• EXTRAIT DU TEXTE
_ _ _

Vu la procédure suivante :

L’association de défense de l’environnement à Tiercelet (ADET 54), M. A M, M. P F, M. D C, M. B N, M. L de Keghel, M. B G, M. H I, M. E J, M. O K et la société d’économie mixte immobilière (SEMI) de la commune de Villerupt ont demandé au tribunal administratif de Nancy l’annulation de l’arrêté du 9 octobre 2014 du préfet de Meurthe-et-Moselle délivrant à la société de développement et de gestion des énergies renouvelables (SODEGER) Haut Lorraine l’autorisation d’exploiter sept éoliennes et un poste de livraison, sur le territoire de la commune de Bréhain-la-Ville (Meurthe-et-Moselle). Par un jugement n° 1501112 du 29 juillet 2016, le tribunal administratif a fait droit à leur demande et annulé cet arrêté.

Par un arrêt nos 16NC02173, 16NC02191 du 14 décembre 2017, la cour administrative d’appel de Nancy a rejeté les appels de la SODEGER Haut Lorraine et de la ministre de l’environnement, de l’énergie et de la mer, chargée des relations internationales sur le climat, formés contre ce jugement.

Par une décision n° 417928 du 7 juin 2019, le Conseil d’Etat statuant au contentieux a annulé l’arrêt de la cour et renvoyé l’affaire à celle-ci.

_ _ _

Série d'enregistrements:
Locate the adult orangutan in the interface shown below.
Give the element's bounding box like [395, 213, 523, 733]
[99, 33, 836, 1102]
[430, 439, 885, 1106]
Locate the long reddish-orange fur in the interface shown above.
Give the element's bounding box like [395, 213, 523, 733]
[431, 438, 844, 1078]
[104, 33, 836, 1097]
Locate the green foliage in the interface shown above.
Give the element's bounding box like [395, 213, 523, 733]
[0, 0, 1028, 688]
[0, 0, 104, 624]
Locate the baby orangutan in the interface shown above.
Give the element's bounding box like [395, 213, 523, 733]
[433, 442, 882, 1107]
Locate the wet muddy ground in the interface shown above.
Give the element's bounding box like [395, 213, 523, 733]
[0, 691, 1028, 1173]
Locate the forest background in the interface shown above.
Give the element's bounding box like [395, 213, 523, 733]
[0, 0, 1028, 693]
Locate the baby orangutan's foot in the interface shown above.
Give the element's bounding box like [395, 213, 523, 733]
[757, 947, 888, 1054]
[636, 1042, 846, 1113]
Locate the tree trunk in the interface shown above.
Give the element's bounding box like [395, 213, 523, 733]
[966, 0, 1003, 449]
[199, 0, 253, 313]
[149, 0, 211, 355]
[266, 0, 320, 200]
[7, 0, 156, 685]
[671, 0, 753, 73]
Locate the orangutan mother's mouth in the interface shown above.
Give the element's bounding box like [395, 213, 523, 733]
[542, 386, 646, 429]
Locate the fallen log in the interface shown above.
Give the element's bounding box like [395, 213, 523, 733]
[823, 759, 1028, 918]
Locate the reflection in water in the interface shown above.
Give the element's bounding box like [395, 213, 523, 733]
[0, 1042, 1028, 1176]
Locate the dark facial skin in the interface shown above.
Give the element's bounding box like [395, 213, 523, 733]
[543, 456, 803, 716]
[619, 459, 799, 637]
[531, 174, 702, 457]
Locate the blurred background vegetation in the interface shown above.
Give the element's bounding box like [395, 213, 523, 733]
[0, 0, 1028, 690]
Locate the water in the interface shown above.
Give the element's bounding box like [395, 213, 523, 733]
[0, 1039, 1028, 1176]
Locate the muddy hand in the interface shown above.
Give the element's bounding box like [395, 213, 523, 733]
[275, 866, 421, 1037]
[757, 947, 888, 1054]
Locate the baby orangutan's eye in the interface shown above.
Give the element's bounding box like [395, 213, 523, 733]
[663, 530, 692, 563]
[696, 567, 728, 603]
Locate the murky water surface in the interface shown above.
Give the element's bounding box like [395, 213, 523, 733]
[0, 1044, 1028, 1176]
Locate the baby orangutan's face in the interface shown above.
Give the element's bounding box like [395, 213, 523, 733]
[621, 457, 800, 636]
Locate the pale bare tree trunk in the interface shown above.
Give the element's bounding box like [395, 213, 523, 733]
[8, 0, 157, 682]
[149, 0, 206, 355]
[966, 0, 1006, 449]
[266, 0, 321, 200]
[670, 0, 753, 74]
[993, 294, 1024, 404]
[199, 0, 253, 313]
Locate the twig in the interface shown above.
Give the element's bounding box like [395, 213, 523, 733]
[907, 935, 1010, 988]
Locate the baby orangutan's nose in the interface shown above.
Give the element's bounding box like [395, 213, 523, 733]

_ _ _

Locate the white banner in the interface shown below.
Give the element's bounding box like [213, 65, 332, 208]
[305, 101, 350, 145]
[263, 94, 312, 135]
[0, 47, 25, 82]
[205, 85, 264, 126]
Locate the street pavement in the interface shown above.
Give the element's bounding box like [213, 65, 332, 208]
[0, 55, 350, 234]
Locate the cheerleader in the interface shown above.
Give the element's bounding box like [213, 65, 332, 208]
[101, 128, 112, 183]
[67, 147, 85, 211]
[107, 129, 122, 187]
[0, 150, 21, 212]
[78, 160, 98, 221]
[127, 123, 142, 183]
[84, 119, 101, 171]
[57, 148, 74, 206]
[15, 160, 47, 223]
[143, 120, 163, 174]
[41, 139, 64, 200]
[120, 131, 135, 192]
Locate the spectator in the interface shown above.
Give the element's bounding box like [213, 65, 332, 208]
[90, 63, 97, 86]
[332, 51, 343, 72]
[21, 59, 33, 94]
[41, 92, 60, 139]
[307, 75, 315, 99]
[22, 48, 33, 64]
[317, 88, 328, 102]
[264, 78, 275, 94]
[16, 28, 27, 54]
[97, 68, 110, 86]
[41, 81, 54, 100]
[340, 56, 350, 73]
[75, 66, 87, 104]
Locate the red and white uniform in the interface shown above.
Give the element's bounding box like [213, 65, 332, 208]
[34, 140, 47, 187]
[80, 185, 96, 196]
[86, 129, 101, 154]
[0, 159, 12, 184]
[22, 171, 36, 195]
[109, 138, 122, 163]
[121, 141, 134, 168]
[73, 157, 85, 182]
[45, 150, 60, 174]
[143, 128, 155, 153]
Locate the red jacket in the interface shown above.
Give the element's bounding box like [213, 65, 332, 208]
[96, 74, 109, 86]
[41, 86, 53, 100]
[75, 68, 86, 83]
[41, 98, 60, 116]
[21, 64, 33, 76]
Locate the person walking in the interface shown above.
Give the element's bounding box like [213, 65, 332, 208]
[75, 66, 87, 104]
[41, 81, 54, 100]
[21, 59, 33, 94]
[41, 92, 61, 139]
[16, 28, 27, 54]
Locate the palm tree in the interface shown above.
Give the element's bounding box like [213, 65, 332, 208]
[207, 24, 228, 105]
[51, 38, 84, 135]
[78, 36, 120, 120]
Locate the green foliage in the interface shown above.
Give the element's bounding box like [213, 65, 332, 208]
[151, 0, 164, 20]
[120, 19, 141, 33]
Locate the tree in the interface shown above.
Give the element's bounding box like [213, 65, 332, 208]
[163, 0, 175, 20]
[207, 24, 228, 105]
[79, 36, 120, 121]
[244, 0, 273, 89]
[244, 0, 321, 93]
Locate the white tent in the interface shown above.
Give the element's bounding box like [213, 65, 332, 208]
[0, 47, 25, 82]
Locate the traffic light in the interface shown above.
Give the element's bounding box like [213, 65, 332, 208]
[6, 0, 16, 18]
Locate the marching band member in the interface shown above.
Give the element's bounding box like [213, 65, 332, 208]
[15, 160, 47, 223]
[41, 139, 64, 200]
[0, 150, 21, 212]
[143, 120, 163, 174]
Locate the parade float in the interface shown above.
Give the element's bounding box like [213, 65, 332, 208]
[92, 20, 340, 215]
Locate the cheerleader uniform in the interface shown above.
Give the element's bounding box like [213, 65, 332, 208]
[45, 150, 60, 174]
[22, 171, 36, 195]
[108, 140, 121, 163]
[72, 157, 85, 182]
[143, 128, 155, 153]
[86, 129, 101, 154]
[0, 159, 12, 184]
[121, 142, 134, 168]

_ _ _

• ÉNONCÉ DE LA CONSIGNE
Poursuivez l'extrait sur le contentieux de l'autorisation des éoliennes de Bréhain-la-Ville, en reprenant immédiatement après sa dernière phrase.

• RÉPONSE AU PROBLÈME
Par un nouvel arrêt nos 19NC01845, 19NC01846 du 25 novembre 2021, la cour administrative d’appel de Nancy a, d’une part, sursis à statuer sur les requêtes de la SODEGER Haut Lorraine et de la ministre de l’environnement, de l’énergie et de la mer, chargée des relations internationales sur le climat jusqu’à l’expiration d’un délai de quatre mois, courant à compter de la notification de son arrêt, imparti à la SODEGER Haut Lorraine ou à l’Etat pour notifier, après avis régulièrement émis par l’autorité environnementale, une autorisation environnementale modificative, d’autre part, suspendu l’exécution de l’arrêté du préfet de Meurthe-et-Moselle du 9 octobre 2014, devenu autorisation environnementale, jusqu’à l’édiction de cette autorisation environnementale modificative.

Par un pourvoi sommaire, un mémoire complémentaire et deux mémoires en réplique, enregistrés les 25 janvier, 25 avril, 18 novembre et 29 décembre 2022 au secrétariat du contentieux du Conseil d’Etat, l’ADET 54 et autres demandent au Conseil d’Etat :

1°) d’annuler cet arrêt ;

2°) réglant l’affaire au fond, de rejeter les appels de la SODEGER Haut Lorraine et de la ministre ;

3°) de mettre à la charge de la SODEGER Haut Lorraine une somme de 5 000 euros au titre de l’article L. 761-1 du code de justice administrative.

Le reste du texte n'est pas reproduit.